Find every line in the records below that contains the word "each" and copy those lines out in full.

DATA EXCERPTS:
/---

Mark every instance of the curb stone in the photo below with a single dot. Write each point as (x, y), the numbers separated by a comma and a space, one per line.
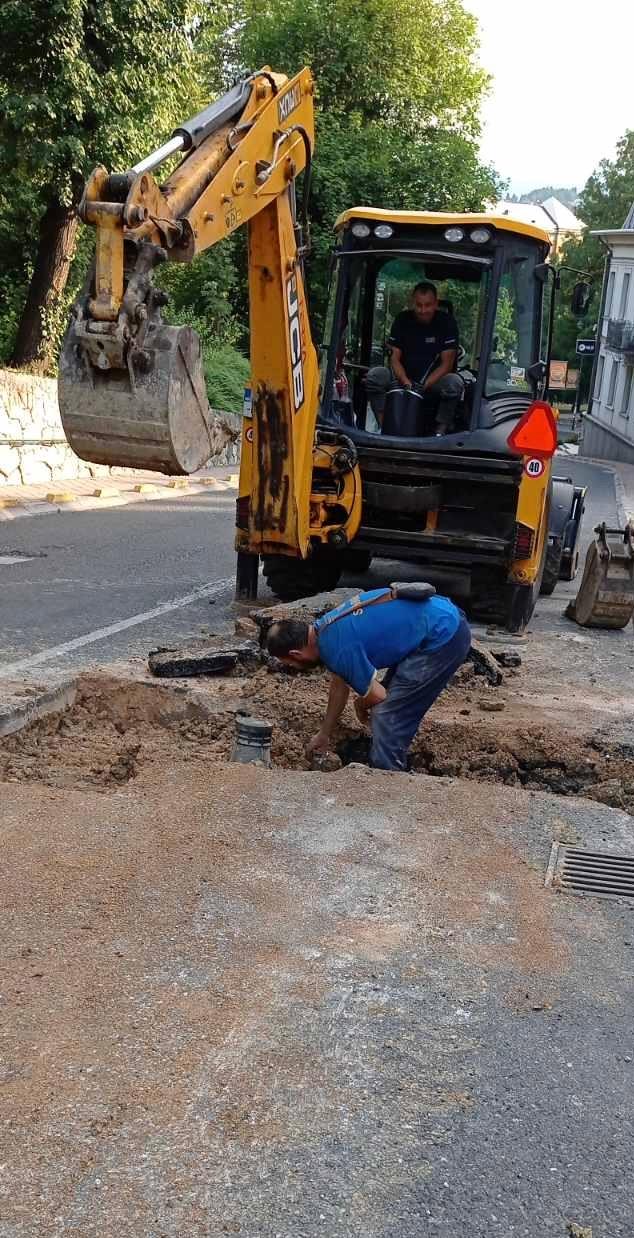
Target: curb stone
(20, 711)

\---
/---

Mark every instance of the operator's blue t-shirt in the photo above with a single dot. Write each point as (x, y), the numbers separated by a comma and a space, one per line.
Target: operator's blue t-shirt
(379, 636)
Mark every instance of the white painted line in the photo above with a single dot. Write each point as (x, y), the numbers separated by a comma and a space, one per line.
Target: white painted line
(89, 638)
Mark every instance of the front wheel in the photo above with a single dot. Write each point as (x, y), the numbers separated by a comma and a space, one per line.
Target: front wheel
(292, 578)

\---

IN RESPONSE:
Mark every instance of the curb stone in the photo below with a single dot. Write each point as (x, y), the numbers separated by a comma and a space, one per line.
Mark every instance of the operator's blue t-shirt in the photo above with a single dot. Write each point as (x, y), the numbers separated by a comma and a space, one per line.
Mark every instance of the white painted line in the photo above with a single dot. Write each point as (x, y), the numbers separated by a comma and a space, one per line.
Mark every instance of the front wheel in the photo above with a single dot. Write each point as (x, y), the numbers separated by a comma and a space, one per line.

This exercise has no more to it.